▶ [Supplied passage]:
The station was expanded into Park Avenue so as to better accommodate the ever increasing rail traffic through the construction of an underground bi-level station that would be under Park Avenue through the use of electric trains. In addition, a circumferential raised driveway was developed that directed traffic on Park Avenue around the station over to 42nd street. This was done so as to control traffic in the nearby streets. The development of the underground station resulted in further development of the station as the platforms were made available for real estate development leading to construction of prestigious office buildings and apartments turning the station into a commercial office district within Manhattan.
The inclusion of a commercial district resulted in the development of a mini-city that included the Chrysler Building, and the Commodore Hotel. One of the major commercial businesses to have office space at the terminal building was the Grand Central Art Galleries that was started in 1922 and occupied the space above the terminal on the 6th floor and encompassed a reception area, a foyer gallery, and eight major exhibition rooms. The Grand Central School of Art was establishment a year after and occupied the 7th floor of the terminal. The art galleries were located in the terminal up to 1958 when they were relocated. Another organization to have space at the station was CBS television that had four main studios encompassing film recording and projection, and network master control facilities from 1939 up to 1964.

▶ [Directive A]: Rescale the entries from the line containing "the image below" down to the line containing "top-left (0, 496), bottom-right (125, 631)", both lines included, and give them all again with their requests. Multiply every coordinate in the bounding-box answers by 1.9 and round to whole numbers, with halves going up, but leave the requests and their format samples unchanged.

▶ [Data]:
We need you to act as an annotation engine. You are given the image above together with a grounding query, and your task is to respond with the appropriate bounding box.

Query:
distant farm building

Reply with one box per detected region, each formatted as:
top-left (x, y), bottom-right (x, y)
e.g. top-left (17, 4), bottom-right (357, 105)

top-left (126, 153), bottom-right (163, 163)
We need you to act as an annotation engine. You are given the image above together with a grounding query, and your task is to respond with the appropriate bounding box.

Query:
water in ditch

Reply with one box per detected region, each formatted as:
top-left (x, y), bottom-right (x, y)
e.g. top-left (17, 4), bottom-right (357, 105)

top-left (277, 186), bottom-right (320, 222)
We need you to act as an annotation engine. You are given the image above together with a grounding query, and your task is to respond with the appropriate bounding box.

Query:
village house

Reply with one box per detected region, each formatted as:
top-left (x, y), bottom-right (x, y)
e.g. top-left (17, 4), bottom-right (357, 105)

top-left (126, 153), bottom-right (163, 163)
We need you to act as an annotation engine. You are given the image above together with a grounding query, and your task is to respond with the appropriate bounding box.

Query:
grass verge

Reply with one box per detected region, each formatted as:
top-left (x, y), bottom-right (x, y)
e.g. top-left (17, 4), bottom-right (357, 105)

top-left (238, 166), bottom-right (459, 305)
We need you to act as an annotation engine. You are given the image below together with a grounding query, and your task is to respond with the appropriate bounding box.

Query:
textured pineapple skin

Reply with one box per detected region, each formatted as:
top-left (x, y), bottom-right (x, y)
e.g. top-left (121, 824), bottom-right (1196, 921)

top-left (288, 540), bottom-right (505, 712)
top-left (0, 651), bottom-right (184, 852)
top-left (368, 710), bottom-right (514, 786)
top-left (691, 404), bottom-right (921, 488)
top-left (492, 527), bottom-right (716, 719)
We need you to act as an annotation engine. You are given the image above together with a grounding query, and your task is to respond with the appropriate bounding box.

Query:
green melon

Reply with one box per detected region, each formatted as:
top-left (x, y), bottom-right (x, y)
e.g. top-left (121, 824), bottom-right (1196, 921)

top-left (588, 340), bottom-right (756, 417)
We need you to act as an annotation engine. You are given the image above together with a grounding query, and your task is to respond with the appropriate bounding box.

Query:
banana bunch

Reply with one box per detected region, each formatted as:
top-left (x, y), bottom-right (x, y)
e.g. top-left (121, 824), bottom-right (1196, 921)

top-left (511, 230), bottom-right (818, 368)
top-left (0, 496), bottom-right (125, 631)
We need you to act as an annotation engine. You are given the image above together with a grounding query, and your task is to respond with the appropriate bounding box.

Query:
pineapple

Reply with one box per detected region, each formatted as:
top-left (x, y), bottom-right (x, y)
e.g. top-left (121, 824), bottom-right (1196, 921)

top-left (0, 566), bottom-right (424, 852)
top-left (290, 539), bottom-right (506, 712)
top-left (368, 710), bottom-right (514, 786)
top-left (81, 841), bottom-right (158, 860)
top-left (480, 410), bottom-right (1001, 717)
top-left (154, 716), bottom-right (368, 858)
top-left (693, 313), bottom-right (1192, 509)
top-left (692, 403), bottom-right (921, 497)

▶ [Directive B]: In the passage on the station's expansion, which floor of the terminal did the Grand Central School of Art occupy?

▶ [Complete answer A]:
We need you to act as an annotation engine. You are given the image below together with a grounding query, and your task is to respond with the appropriate bounding box.

Query:
textured pineapple skin

Reply with one box per detected region, each formatted as:
top-left (x, y), bottom-right (x, y)
e.g. top-left (121, 824), bottom-right (1196, 921)

top-left (547, 1026), bottom-right (960, 1353)
top-left (0, 1237), bottom-right (350, 1619)
top-left (699, 1349), bottom-right (977, 1493)
top-left (1313, 768), bottom-right (1750, 927)
top-left (935, 1001), bottom-right (1360, 1366)
We need you to act as an annotation engine. You are given the image above together with a grounding query, and your task is to respond with the appropriate bounding box.

Query:
green melon

Reply with one box per detected region, each formatted as:
top-left (x, y), bottom-right (x, y)
e.g. top-left (121, 824), bottom-right (1196, 921)

top-left (1117, 646), bottom-right (1436, 792)
We need you to act as an annotation engine. You are given the image above together with a grounding query, and your task is to respond with the appropriate bounding box.

Query:
banana bunch

Reply with one box per detected region, each formatted as:
top-left (x, y), bottom-right (x, y)
e.g. top-left (121, 824), bottom-right (1196, 921)

top-left (971, 437), bottom-right (1554, 699)
top-left (0, 942), bottom-right (238, 1199)

▶ [Complete answer B]: The 7th floor.